▶ _JOB_: Reproduce all of the material below line for line, leaving every character unchanged.

****************

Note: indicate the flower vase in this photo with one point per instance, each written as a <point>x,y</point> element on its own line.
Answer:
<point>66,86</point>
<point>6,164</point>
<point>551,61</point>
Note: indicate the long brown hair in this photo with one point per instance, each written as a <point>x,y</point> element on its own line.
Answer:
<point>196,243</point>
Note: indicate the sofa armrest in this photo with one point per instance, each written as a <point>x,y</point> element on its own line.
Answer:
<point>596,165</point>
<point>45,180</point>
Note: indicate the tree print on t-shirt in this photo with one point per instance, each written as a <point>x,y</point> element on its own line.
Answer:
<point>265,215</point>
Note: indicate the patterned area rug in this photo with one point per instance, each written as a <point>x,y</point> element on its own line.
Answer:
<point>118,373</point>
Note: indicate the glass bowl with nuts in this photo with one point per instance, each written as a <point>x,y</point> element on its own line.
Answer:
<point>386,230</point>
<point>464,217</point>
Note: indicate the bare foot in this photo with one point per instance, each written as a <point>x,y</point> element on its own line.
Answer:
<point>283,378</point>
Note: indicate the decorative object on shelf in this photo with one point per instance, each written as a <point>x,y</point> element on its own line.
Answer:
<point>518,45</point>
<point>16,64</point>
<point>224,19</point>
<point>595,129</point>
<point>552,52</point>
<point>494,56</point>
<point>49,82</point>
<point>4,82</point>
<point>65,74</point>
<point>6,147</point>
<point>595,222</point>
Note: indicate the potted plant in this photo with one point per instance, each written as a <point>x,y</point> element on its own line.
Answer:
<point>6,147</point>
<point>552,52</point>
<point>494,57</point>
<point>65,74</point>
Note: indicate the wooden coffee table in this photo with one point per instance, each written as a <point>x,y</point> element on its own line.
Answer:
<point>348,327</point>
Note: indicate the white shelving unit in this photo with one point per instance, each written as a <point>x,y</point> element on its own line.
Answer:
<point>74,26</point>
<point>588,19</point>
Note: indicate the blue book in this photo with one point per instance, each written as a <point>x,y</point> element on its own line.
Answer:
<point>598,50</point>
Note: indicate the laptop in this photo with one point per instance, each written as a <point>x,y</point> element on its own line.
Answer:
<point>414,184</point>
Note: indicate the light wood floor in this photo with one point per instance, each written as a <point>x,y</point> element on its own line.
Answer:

****************

▶ _FULL ANSWER_:
Note: indicate the flower vase in this photo with one point per instance, each written as a <point>x,y</point> element on its own line.
Answer:
<point>66,86</point>
<point>6,164</point>
<point>551,61</point>
Note: indicate the long brown hair in this photo with one point per instance, each written as a <point>x,y</point> element on its own line.
Answer:
<point>196,243</point>
Note: indicate the sofa armrest in this photo with one point per instance, each written as a <point>x,y</point> element on its own line.
Answer:
<point>596,165</point>
<point>45,180</point>
Note: indicate the tree print on t-shirt in this photo with one point per instance, each written as a <point>x,y</point> element on its own line.
Answer:
<point>265,215</point>
Note: indicate the patterned area rug in this photo with one point per instance, each written as a <point>x,y</point> element on its own line.
Answer:
<point>118,373</point>
Note: indicate the glass bowl with nuts in this photo with one point per instance, each written as a <point>x,y</point> element on its own line.
Answer:
<point>386,230</point>
<point>464,217</point>
Note: indicate the bare foot in this photo with one point per instance, each written as a <point>x,y</point> element on its own line.
Answer:
<point>283,378</point>
Note: indicate the decorative object on shelf in this photo with one point per instance, each written as a <point>x,y</point> element on its own line.
Answer:
<point>518,45</point>
<point>16,64</point>
<point>224,19</point>
<point>595,129</point>
<point>552,52</point>
<point>494,56</point>
<point>49,82</point>
<point>4,82</point>
<point>65,74</point>
<point>6,147</point>
<point>595,222</point>
Note: indicate the potted plant in this photo with one point per instance, each written as a <point>x,y</point> element on its own line.
Answer:
<point>6,147</point>
<point>552,52</point>
<point>494,57</point>
<point>65,74</point>
Note: indicate the wooden coffee table in this photo with one point per instance, each written as a <point>x,y</point> element on its own line.
Answer:
<point>348,327</point>
Note: indicate the white shelving unit in this photo with one point per instance, each written as a <point>x,y</point> element on its own line.
Answer:
<point>74,26</point>
<point>588,19</point>
Note: indicate the blue book in this photo with one point per instance, each written as a <point>x,y</point> element on its own line.
Answer:
<point>598,50</point>
Note: indicate the laptop in this photo with one point per instance, each written as a <point>x,y</point> element on its own line.
Answer:
<point>414,184</point>
Note: indicate the light wood floor in this photo with one point per instance, each written as a <point>x,y</point> element on its own line.
Answer:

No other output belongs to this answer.